**Exercise goal**
Continue the account of Mujawamariya's work sweeping Kigali's streets, starting right after its final sentence.

**Extract to read**
## begin

Fifty-five year old Mujawamariya has been sweeping Kigali’s streets for 22 years, YES, since 1997. All her six children were born while she worked this job.
Today, Mujawamariya earns Rwf 30,000 monthly from her employer, a private company – one of the more than 100 companies that have been contracted by the City of Kigali and the districts to maintain their spotless streets and providing general cleaning services.
From this monthly pay, the company deducts Rwf 900 as her health insurance cover – making Mujawamariya a lucky one, as not all employees are given health insurance. They have to pay for themselves.
The single mother Mujawamariya then pays Rwf10,000 as rent for her one-roomed mud-house, which has no electricity.
The same salary has to cover tuition for the children, not to mention the food and clothing. And because the income is so little, her daughter has left school to find work.

## end

**Provided information**
## begin

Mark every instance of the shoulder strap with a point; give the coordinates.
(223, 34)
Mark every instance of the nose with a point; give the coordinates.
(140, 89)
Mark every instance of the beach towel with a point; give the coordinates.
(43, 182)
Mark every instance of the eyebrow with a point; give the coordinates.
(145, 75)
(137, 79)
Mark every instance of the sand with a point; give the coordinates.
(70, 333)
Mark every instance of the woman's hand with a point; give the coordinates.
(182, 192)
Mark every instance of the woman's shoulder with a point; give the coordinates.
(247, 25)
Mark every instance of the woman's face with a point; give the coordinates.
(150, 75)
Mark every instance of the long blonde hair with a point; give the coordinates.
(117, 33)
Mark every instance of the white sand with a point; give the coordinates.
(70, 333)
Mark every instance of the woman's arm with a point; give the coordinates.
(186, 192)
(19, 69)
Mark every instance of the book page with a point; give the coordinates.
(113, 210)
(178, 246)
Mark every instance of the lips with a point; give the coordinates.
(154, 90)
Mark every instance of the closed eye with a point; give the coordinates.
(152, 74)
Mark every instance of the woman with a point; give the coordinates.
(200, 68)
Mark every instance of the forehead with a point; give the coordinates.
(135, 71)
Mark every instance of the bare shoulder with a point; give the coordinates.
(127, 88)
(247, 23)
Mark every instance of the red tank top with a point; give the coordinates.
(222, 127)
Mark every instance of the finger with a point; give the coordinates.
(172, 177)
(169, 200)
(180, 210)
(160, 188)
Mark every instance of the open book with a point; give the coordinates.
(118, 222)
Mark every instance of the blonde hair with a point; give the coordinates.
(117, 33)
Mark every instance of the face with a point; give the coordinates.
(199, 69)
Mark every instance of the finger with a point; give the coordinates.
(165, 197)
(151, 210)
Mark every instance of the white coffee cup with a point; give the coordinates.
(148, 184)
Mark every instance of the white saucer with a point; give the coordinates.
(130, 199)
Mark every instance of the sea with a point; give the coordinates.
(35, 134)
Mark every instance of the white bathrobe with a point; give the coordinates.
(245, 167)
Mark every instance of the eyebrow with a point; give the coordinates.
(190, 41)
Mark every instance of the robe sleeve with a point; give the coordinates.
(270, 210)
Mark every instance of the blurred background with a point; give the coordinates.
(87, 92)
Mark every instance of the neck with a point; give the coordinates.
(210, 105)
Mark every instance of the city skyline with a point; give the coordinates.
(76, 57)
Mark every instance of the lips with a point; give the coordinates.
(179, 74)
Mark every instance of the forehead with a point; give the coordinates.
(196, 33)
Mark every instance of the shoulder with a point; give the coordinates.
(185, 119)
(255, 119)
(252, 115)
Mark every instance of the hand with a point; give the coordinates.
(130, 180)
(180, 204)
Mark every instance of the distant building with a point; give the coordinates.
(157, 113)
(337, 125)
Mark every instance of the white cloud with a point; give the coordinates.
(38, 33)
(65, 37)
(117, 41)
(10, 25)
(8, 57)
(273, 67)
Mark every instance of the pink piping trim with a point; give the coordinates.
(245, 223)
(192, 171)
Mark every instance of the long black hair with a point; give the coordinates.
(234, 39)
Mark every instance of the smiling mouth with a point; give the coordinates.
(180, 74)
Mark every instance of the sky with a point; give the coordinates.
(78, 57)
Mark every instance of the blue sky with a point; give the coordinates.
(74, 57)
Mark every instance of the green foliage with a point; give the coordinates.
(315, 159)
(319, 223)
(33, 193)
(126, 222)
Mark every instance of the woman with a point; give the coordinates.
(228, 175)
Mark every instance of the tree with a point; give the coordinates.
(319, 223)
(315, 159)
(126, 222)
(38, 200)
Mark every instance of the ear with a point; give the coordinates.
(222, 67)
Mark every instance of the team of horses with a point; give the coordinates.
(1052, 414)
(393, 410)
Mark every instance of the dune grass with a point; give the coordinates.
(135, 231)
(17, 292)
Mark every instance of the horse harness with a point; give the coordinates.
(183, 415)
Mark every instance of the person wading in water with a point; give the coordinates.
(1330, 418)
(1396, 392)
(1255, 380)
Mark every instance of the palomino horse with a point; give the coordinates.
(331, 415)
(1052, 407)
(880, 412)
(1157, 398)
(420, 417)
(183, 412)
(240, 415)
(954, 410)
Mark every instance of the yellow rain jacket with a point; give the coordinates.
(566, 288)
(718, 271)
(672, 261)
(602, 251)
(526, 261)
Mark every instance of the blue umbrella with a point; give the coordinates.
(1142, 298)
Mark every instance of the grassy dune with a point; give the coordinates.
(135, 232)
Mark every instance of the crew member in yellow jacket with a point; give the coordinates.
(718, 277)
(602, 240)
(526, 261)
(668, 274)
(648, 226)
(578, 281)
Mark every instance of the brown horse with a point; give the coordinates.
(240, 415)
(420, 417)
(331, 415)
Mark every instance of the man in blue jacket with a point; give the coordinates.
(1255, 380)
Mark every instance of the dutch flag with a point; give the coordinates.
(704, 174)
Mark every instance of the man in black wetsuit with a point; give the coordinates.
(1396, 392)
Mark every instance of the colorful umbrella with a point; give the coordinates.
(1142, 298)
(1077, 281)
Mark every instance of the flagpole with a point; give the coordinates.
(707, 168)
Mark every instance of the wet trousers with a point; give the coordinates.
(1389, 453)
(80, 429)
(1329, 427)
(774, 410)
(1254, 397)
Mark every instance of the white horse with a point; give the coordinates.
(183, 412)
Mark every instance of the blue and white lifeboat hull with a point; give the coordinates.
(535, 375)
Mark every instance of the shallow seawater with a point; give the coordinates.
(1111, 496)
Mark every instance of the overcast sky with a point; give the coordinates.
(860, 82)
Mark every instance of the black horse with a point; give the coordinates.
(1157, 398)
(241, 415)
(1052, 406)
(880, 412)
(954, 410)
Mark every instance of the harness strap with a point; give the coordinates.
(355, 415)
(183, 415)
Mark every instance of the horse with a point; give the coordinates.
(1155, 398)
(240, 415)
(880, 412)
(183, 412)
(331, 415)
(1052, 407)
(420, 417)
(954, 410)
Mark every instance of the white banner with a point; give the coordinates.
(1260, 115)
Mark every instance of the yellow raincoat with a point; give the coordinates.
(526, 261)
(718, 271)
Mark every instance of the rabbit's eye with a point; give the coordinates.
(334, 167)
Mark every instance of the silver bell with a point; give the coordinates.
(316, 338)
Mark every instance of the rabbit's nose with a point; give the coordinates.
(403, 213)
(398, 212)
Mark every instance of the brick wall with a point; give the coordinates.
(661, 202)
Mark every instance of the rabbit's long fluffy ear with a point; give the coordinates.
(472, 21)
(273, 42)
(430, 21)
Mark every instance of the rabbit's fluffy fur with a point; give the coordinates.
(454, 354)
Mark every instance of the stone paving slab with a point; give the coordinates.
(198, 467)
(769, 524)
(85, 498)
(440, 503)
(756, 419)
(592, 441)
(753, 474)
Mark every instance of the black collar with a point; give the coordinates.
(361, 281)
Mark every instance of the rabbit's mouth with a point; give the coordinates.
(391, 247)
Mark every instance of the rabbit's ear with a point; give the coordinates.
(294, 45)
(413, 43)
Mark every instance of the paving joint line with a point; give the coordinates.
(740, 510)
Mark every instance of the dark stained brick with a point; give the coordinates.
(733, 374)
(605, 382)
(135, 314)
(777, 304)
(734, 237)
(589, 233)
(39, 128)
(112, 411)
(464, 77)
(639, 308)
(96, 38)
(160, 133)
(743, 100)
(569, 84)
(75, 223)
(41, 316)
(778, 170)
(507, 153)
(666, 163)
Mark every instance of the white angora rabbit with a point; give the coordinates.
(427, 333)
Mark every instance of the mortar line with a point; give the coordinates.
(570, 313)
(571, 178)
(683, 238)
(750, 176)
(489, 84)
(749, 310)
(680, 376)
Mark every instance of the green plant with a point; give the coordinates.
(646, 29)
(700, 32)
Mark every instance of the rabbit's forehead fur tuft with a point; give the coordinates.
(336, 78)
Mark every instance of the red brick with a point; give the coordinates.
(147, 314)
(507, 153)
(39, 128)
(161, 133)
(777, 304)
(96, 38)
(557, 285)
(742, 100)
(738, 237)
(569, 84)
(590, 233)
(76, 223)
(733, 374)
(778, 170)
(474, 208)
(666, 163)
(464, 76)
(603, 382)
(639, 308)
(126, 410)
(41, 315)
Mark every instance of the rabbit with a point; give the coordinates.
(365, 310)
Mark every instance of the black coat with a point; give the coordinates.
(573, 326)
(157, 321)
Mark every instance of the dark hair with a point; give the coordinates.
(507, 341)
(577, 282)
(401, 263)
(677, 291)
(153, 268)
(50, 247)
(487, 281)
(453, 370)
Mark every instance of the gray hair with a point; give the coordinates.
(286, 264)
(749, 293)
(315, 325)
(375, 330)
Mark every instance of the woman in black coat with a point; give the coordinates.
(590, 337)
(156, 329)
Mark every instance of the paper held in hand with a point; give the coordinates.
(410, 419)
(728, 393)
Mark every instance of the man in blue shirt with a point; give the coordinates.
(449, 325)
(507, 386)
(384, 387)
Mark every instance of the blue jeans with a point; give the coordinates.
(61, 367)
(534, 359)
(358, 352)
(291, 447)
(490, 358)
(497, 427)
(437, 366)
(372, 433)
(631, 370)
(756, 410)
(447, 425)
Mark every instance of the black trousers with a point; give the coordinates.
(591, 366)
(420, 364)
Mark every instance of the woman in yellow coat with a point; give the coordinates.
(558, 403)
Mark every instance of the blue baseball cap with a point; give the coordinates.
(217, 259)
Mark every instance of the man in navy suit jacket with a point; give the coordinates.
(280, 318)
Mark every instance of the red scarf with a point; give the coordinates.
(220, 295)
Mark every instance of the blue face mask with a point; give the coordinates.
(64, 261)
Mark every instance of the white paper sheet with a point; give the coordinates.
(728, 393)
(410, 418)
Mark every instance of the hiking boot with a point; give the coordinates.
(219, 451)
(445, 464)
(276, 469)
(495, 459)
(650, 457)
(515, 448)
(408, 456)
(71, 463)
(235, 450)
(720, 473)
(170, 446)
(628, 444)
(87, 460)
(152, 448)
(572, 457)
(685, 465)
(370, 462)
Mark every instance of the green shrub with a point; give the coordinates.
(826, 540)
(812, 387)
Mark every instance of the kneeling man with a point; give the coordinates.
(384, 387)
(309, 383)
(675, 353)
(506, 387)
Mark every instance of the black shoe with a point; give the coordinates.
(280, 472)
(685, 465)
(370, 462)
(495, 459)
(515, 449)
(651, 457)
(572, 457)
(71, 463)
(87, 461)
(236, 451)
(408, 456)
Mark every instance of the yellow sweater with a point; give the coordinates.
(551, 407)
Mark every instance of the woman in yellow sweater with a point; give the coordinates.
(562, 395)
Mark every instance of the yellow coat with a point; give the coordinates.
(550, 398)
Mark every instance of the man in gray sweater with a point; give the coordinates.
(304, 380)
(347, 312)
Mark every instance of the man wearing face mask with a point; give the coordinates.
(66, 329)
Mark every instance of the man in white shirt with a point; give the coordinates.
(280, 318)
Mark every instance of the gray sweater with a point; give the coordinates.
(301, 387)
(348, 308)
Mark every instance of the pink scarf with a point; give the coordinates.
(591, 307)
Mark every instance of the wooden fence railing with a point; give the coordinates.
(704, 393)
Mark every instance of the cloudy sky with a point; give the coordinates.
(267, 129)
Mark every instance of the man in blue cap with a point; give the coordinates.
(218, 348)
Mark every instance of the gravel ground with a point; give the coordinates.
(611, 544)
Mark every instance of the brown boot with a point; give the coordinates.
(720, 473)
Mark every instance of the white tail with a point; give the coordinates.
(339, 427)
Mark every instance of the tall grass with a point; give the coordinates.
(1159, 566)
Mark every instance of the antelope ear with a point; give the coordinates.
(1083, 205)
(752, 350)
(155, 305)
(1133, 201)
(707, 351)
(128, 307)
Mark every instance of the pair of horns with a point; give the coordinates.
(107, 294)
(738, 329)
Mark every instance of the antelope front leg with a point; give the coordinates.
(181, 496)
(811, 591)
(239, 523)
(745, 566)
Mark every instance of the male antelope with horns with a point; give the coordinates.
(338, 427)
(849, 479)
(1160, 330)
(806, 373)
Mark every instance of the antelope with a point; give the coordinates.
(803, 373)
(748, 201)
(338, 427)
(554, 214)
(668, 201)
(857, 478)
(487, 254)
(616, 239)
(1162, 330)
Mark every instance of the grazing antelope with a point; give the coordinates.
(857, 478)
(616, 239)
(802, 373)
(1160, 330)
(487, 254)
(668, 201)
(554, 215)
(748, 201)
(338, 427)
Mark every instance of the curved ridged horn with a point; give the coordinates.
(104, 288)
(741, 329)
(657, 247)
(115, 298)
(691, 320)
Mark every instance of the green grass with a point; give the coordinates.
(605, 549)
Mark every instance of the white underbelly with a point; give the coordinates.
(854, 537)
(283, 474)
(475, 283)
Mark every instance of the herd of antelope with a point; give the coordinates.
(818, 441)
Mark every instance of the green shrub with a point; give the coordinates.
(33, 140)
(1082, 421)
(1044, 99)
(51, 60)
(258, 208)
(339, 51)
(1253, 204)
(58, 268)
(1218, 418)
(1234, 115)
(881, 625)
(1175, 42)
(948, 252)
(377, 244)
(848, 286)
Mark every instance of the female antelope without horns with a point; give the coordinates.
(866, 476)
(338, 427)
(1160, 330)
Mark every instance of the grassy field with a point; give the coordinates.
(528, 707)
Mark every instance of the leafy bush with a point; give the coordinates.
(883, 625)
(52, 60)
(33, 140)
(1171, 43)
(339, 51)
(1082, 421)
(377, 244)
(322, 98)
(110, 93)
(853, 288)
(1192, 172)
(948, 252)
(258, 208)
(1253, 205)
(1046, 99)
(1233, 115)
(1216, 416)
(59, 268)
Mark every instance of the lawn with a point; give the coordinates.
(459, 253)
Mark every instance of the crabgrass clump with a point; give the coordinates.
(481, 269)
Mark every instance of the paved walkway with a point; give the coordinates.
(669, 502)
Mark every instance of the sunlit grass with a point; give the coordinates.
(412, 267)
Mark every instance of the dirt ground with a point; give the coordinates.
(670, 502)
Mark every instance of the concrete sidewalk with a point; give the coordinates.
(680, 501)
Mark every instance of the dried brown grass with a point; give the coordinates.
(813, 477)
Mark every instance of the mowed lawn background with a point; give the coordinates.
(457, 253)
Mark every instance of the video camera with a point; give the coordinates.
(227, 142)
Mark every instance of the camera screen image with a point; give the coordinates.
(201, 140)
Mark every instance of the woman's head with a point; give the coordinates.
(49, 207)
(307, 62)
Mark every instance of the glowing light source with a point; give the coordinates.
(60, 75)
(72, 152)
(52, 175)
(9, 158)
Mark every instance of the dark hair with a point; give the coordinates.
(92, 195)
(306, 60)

## end

**Output**
Government is providing free primary education, but associated costs like Parents’ Teachers Association commonly known as PTA and other obligatory expenses like books and food at school, are too much for Mujawamariya. So, some of the kids are not in school.
Mujawamariya’s story is typical of thousands of women and men you see with brooms on Kigali’s streets every day, seven days – all year. She works from 6am to 5pm.
As Rwanda joins the world to mark international labour day May 1, The Chronicles is detailing the plight of these cleaners, despite the industry being worth billions of Francs.
There is no minimum wage in Rwanda. In July last year, Parliament enacted a new labour law which left it to the Minister of Labour to set a minimum wage through a ministerial order, that is yet to be done.
The only existing reference to a minimum wage is that set in the 1974 law which put it at Rwf 100 per day. Even considering inflationary changes, this amount remains extremely small.
Kigali City has won global acclaim for cleanliness. Every visitor finds meticulously neat roads, streets and neighbourhoods. The clean Kigali comes courtesy of a combination of monthly ‘umuganda’, garbage collection trucks and an army of cleaners working for private companies.
For the past nearly 10 years, cleaning Kigali – including roads, government and private facilities such as offices, has been liberalized. There is a huge industry of cleaning companies spread across Rwanda. The Chronicles conducted its investigation into the sector in the City of Kigali.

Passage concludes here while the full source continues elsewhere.